### Available records

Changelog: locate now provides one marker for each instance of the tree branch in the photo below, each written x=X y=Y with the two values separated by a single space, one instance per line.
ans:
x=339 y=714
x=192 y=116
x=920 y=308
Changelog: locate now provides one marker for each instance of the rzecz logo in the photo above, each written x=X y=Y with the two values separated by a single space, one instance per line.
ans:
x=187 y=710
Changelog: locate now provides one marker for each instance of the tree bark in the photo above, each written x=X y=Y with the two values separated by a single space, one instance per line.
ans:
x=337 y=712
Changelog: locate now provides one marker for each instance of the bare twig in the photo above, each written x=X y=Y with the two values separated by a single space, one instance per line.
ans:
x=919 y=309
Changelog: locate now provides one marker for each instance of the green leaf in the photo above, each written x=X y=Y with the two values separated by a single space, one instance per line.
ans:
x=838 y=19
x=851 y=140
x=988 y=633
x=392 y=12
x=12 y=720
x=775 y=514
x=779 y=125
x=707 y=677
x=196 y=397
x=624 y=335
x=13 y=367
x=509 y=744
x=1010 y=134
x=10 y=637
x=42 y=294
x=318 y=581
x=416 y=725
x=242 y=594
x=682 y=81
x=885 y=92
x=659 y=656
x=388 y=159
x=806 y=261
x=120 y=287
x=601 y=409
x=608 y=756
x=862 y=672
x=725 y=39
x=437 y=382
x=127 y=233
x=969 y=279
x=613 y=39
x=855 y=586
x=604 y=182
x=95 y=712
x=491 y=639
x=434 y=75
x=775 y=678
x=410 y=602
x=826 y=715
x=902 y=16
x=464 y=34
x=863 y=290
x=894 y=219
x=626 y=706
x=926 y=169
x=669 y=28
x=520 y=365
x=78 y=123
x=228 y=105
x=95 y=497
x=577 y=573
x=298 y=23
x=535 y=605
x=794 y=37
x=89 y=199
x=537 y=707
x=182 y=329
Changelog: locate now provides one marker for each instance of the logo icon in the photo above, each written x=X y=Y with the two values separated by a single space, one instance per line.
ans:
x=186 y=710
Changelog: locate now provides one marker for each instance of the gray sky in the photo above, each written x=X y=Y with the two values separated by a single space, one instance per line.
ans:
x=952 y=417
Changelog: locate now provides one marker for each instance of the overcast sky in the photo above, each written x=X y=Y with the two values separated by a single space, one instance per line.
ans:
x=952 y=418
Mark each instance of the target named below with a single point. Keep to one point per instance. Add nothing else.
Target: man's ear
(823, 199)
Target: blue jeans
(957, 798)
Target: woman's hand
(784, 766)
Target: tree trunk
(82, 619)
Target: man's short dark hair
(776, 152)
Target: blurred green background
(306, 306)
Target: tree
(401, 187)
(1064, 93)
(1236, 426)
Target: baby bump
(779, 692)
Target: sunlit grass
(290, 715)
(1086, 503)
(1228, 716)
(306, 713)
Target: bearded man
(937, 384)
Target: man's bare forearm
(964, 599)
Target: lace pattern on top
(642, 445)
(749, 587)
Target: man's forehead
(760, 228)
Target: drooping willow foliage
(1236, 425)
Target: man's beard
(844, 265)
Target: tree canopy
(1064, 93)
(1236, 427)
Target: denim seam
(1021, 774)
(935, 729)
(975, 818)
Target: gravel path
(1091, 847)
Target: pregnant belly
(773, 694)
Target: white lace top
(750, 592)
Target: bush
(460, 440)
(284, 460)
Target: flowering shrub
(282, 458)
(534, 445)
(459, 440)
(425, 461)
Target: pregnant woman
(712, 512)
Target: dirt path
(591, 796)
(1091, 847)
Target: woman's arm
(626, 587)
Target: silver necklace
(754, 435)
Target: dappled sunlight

### What to do
Please render the lines of the entries above as a numbered list, starting from the line with "Target: dirt path" and running up to and including the final line of the entries. Leave out any blank lines.

### Correct response
1. Target: dirt path
2. (591, 796)
3. (1091, 847)
4. Target: woman's arm
5. (626, 587)
6. Target: silver necklace
7. (754, 435)
8. Target: dappled sunlight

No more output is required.